* THE DATA *
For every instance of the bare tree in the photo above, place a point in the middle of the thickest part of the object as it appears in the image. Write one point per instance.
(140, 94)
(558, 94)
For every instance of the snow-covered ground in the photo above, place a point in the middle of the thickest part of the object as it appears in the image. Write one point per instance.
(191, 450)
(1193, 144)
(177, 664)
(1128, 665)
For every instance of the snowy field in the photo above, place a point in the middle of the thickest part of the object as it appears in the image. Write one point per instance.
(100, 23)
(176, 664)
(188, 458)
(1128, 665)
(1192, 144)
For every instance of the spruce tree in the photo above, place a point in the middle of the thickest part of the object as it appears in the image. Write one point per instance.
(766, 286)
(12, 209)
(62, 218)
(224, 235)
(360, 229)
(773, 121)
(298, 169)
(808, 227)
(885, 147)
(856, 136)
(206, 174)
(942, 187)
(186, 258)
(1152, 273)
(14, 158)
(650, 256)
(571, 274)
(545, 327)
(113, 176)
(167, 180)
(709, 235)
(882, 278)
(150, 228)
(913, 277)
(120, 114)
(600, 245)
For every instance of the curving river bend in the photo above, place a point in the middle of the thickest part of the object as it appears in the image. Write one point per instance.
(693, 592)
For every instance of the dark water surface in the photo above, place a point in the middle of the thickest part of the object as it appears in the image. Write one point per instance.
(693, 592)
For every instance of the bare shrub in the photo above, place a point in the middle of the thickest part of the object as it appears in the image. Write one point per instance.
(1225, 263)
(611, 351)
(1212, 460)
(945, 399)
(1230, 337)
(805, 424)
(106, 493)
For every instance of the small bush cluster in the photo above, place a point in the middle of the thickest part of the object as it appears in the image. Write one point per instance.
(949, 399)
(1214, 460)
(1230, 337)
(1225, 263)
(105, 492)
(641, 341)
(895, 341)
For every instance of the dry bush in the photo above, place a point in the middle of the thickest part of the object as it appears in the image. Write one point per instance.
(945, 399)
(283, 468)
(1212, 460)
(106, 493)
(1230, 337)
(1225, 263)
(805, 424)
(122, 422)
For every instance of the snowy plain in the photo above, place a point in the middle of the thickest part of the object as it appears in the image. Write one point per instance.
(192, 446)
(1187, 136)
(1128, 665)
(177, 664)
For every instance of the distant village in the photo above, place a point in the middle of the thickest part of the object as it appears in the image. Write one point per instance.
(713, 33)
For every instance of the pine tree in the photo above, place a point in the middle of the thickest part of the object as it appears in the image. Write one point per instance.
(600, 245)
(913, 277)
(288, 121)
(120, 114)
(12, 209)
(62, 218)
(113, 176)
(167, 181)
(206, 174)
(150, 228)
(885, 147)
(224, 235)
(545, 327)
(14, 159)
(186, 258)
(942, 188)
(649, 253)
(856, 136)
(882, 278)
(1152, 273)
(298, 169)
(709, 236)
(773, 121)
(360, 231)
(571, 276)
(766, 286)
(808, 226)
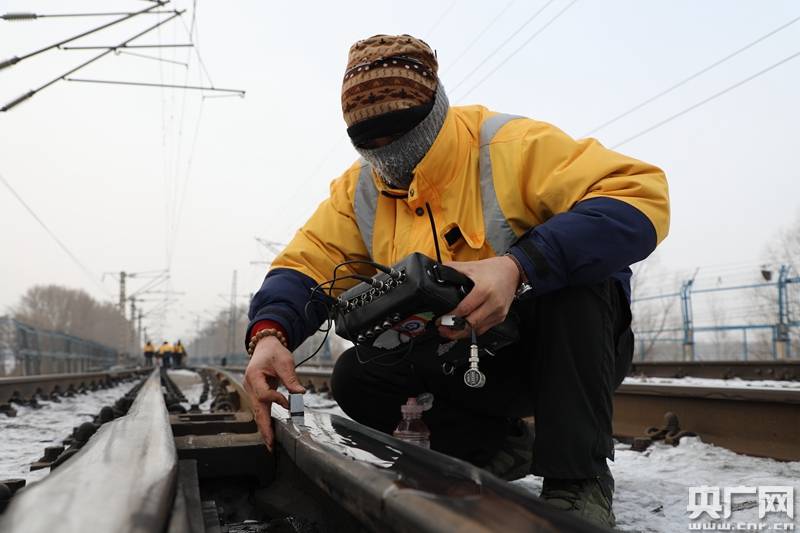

* WHAT NEEDS TO BE DONE *
Copy exactly the lines from the one containing "For every instance of the bare shrub" to the end of the records, both included, and leave the pictures out.

* SOLUTION *
For every instance of the bare shrub in the photo above, place a point in the middle of the thickest part of the object as it appears in the image. Write one point per instance.
(1225, 263)
(611, 351)
(1212, 460)
(945, 399)
(1230, 337)
(805, 424)
(106, 493)
For every instance of the small bush cluster in the photo above, place a point in the middle of the thickest part of the object as it appears in the image. Write one point per instance.
(949, 399)
(1214, 460)
(1230, 337)
(1225, 263)
(105, 492)
(641, 341)
(895, 341)
For every instance of the dry bush in the photo above, place a point in the middle of the thickest part of the object as it appears in the image. Write one point per instance.
(945, 399)
(283, 468)
(1212, 460)
(106, 493)
(1230, 337)
(1225, 263)
(805, 424)
(122, 422)
For every instance of the snowy plain in the photo above, place a point in the middle of the thickest part of the object as it appears in the image. Write one point per instance.
(192, 446)
(1187, 136)
(1128, 665)
(177, 664)
For every instance of the distant village in the photo above, place a point in the middle of the thickest part of the object as it appears in the image. Write one point per instance.
(713, 33)
For every instance of the pine tree in the photo above, place a point in the middle of the thickest part of the object as it appears in the image. Write one point per instance.
(600, 245)
(913, 277)
(288, 121)
(120, 114)
(12, 209)
(62, 218)
(113, 176)
(167, 181)
(206, 174)
(150, 228)
(885, 147)
(224, 235)
(545, 327)
(14, 159)
(186, 258)
(942, 188)
(649, 253)
(856, 136)
(882, 278)
(1152, 273)
(298, 169)
(709, 236)
(773, 121)
(360, 231)
(571, 276)
(766, 286)
(808, 226)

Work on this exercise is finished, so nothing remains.